• _課題の要件_:
• a. 漢方薬の文章に名前が出てくる漢方処方をすべて挙げよ。
• b. 漢方薬の文章から、「漢方薬は、自然に存在する植物」から「が得られるといわれています。」までを、終わりの語句も含めて一字一句違えずに書き写せ。

• _抜粋本文_:
------------
漢方薬

 ドラッグストアショーでの薬のクイズの回答と解説の5回目です。「漢方薬は、長期間のみ続けることで体質が変わり効果が出るので、風邪をひきにくい体質にするために葛根湯をのみ続けている。○か×か」。正解は×です。葛根湯は、風邪のひき始めに使用する漢方薬で、体を温めてくれる生薬成分が多く含まれています。西洋薬の風邪薬とは異なり、風邪の症状を抑えるというより、風邪を治すための力を高めてくれる薬と言えます。しかし、のみ続けたからと言って、風邪をひきにくくなるということではありません。

 漢方薬は、自然に存在する植物、動物、鉱物などを材料にした、2種類以上の生薬を漢方医学の長い経験にもとづいて、混ぜ合わせてつくられたものです。その漢方薬をのむと、配合によるいろいろな成分がお互いに影響し合いながら、からだ全体に作用し、病気の原因となっているものに対して自分で治す力(自然治癒力)を高める効果が得られるといわれています。

 しかし、漢方薬の中でも、速効性を期待して使用されるものもあります。今回紹介している葛根湯も、同じく風邪や花粉症の鼻水などの改善のために使用する小青竜湯、あるいはこむらがえりに使用する芍薬甘草湯なども速効性を期待して使用されます。

 今回の例のように漢方薬に関しては、いろいろ思い違いをされている方がいらっしゃいます。例えば、漢方薬は自然のものだから、作用が穏やかで副作用がない・・・。とおっしゃる方もいらっしゃいます。確かに、漢方薬に副作用という言葉は使用しませんが、漢方処方がその人に合わず、目的以外の症状が出れば副作用と同じです。
------------
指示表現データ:

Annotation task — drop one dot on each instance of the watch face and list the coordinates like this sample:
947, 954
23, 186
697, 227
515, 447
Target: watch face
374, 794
------------
• _課題の解答_:
• a. 葛根湯、小青竜湯、芍薬甘草湯

• b.
漢方薬は、自然に存在する植物、動物、鉱物などを材料にした、2種類以上の生薬を漢方医学の長い経験にもとづいて、混ぜ合わせてつくられたものです。その漢方薬をのむと、配合によるいろいろな成分がお互いに影響し合いながら、からだ全体に作用し、病気の原因となっているものに対して自分で治す力(自然治癒力)を高める効果が得られるといわれています。